Pictures are not part of the answer. Return the lines from the one containing "white basketball sneaker and give integer pixel coordinates." through the end of the data, both included, exactly as they appear.

>> begin Input material

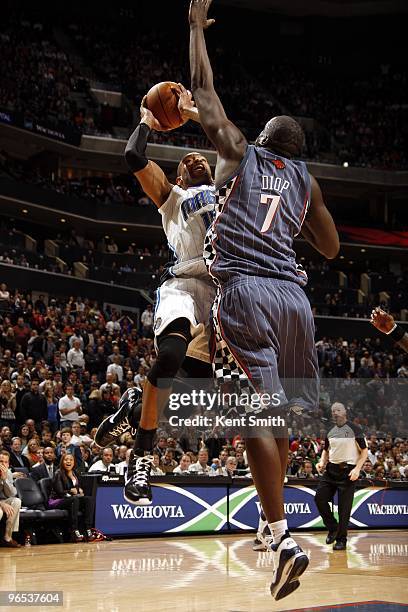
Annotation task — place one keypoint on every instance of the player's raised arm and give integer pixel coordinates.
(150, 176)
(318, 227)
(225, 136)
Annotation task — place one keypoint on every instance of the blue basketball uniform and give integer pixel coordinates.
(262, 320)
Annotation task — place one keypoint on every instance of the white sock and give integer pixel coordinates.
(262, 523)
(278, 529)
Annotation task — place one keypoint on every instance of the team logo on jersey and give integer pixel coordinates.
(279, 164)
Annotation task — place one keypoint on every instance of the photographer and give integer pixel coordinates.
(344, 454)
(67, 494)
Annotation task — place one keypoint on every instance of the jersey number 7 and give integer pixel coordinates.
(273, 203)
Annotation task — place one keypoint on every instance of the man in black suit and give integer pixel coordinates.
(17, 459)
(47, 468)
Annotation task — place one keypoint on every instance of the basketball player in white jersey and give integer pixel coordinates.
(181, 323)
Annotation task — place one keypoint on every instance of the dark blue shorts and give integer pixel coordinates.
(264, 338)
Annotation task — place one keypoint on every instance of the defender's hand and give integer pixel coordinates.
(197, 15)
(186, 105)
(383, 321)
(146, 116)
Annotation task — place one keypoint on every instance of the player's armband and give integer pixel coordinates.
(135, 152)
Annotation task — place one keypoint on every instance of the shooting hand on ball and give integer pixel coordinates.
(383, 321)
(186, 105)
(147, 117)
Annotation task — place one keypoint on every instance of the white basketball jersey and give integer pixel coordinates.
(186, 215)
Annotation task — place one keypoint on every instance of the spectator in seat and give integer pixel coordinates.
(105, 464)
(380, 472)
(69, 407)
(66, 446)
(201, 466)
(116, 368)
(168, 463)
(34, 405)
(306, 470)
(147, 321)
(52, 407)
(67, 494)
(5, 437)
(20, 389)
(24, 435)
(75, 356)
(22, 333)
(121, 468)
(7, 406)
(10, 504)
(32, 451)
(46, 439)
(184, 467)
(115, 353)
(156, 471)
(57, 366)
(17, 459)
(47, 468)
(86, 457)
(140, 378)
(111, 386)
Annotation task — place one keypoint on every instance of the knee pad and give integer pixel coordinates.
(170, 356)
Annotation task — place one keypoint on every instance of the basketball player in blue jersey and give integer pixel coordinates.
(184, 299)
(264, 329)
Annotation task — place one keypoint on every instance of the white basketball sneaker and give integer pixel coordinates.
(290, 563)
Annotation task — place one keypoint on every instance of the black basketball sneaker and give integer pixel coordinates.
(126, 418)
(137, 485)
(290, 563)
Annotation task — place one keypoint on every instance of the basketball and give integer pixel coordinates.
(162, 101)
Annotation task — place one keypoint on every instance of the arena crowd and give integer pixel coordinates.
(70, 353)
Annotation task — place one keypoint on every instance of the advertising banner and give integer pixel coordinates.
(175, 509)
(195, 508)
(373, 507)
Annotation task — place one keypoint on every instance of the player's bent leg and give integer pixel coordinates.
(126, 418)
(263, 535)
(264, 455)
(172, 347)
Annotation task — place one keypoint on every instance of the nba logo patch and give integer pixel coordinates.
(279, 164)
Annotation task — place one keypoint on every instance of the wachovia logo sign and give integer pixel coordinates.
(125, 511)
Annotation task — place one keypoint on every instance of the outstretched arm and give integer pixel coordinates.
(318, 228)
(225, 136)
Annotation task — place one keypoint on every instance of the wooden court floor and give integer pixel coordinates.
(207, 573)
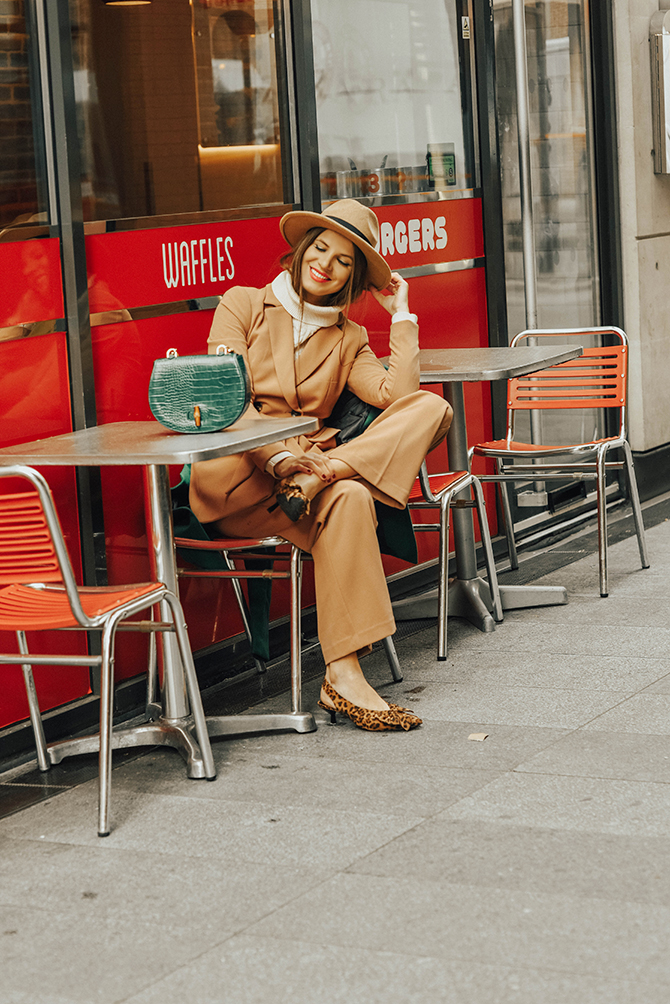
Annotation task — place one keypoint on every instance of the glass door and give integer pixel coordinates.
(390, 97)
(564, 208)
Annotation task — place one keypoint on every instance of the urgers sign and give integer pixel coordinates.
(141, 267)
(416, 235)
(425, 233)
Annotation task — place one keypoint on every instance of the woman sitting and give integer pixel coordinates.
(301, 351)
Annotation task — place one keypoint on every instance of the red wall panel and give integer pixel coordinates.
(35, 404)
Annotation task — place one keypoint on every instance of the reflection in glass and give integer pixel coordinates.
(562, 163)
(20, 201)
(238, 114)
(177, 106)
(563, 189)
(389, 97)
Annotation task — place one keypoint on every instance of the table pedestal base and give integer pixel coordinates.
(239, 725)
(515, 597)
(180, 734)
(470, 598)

>> end Input material

## The completed task
Annotation task — place one keypoint on every instance of the white basketball sneaker and give integer pixel coordinates.
(290, 563)
Annotation task — place one keypoint on every instance of the black basketball sneaker and give integer pixel coordinates.
(126, 418)
(137, 485)
(290, 563)
Annotation task — place one keypoint on every instance of the basketball and give integer pixel coordinates.
(162, 101)
Annotation task — place one keypoint on every instance of the arena crowd and give integer pixel coordinates.
(70, 353)
Annotation task — place one keypoint on every instance of the advertising banner and give integer pixel coordinates.
(175, 509)
(195, 508)
(373, 507)
Annotation task — place one keypoint on every instance of the player's bent leg and give integer pixel coordinates.
(126, 418)
(263, 535)
(264, 455)
(172, 347)
Annotation task — place one keypoint on every instance of the nba logo patch and give integer pixel coordinates.
(279, 164)
Annotation task — place one keypoint on every instance of the wachovia logo sign and give integer pixel coordinates.
(125, 511)
Annotation task — place one keypoint on every instance of the outstretched arm and give integer pixel coordinates.
(318, 228)
(225, 136)
Annotation task — place one keypoint on every instance of the wooden court floor and give integer pixel coordinates.
(207, 573)
Annotation task — place one keypoint on every instance of the glass door and give integer pixel coordinates.
(390, 97)
(564, 208)
Annotation task — place one keypoint on every instance of the urgers sign and give integer pixel coordinates.
(141, 267)
(416, 235)
(425, 233)
Annotation task — place one keypoint on every instance of the woman sitting and give integer pixel coordinates.
(301, 351)
Annotation task — place one keypoint on every instance of the red wall panel and give integer pixel coordinates.
(35, 404)
Annotation task — place one keypoint on every instance of the reflection in glass and give integer pixel coordinates.
(562, 163)
(20, 201)
(238, 114)
(177, 106)
(563, 189)
(389, 97)
Annotation task — place one keypoint on every instance of the table pedestal base and give integer pixel coordinates.
(239, 725)
(515, 597)
(180, 734)
(470, 598)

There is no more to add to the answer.